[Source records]
start

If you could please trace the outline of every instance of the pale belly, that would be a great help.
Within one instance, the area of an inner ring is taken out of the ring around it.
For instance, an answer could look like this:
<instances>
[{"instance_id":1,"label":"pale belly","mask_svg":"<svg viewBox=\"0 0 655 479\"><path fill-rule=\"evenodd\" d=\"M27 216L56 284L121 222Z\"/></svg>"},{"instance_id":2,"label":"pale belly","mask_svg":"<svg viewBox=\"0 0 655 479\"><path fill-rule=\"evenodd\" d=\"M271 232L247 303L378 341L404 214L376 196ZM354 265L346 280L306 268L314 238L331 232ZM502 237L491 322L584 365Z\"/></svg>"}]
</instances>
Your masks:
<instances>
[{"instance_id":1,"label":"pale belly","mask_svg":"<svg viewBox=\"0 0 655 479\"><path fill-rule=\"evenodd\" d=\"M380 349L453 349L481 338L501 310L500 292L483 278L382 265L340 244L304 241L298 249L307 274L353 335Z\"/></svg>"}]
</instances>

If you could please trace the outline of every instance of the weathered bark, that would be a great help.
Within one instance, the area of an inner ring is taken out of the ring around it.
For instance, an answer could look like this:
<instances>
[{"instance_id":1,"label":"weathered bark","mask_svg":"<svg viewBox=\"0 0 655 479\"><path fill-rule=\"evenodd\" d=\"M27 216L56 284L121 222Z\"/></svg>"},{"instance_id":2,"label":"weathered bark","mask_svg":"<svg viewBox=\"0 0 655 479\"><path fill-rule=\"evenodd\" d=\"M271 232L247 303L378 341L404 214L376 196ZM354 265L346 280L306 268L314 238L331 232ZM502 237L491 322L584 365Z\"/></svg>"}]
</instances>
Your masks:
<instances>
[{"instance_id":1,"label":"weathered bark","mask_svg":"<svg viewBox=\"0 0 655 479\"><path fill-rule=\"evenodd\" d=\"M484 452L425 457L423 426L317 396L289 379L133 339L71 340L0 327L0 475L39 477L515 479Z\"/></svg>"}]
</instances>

end

EXERCISE DESCRIPTION - Pull out every line of the listing above and reproduce each one verbatim.

OUTPUT FOR THIS TASK -
If you could please trace the outline of every instance of the pale belly, that would be a great help.
Within one instance, the area of an inner ring is taken out of the ring around it.
For instance, an answer could look like this:
<instances>
[{"instance_id":1,"label":"pale belly","mask_svg":"<svg viewBox=\"0 0 655 479\"><path fill-rule=\"evenodd\" d=\"M27 216L56 284L121 222Z\"/></svg>"},{"instance_id":2,"label":"pale belly","mask_svg":"<svg viewBox=\"0 0 655 479\"><path fill-rule=\"evenodd\" d=\"M271 232L247 303L378 341L404 214L376 196ZM354 265L346 280L306 268L314 238L331 232ZM502 237L491 322L584 365Z\"/></svg>"}]
</instances>
Your masks:
<instances>
[{"instance_id":1,"label":"pale belly","mask_svg":"<svg viewBox=\"0 0 655 479\"><path fill-rule=\"evenodd\" d=\"M380 349L453 349L481 338L501 310L500 292L483 278L382 265L340 244L304 241L298 249L307 274L353 335Z\"/></svg>"}]
</instances>

If you could please trace the outline of every instance of the weathered bark, that would be a great help.
Within one instance, the area of an inner ring is taken out of the ring around it.
For instance, an answer could look like this:
<instances>
[{"instance_id":1,"label":"weathered bark","mask_svg":"<svg viewBox=\"0 0 655 479\"><path fill-rule=\"evenodd\" d=\"M27 216L56 284L121 222Z\"/></svg>"},{"instance_id":2,"label":"weathered bark","mask_svg":"<svg viewBox=\"0 0 655 479\"><path fill-rule=\"evenodd\" d=\"M271 232L247 303L378 341L404 214L376 196ZM354 265L346 280L306 268L314 238L331 232ZM502 237L491 322L584 365Z\"/></svg>"}]
</instances>
Your masks:
<instances>
[{"instance_id":1,"label":"weathered bark","mask_svg":"<svg viewBox=\"0 0 655 479\"><path fill-rule=\"evenodd\" d=\"M484 452L425 457L423 426L317 396L289 379L133 339L71 340L0 327L0 475L39 477L515 479Z\"/></svg>"}]
</instances>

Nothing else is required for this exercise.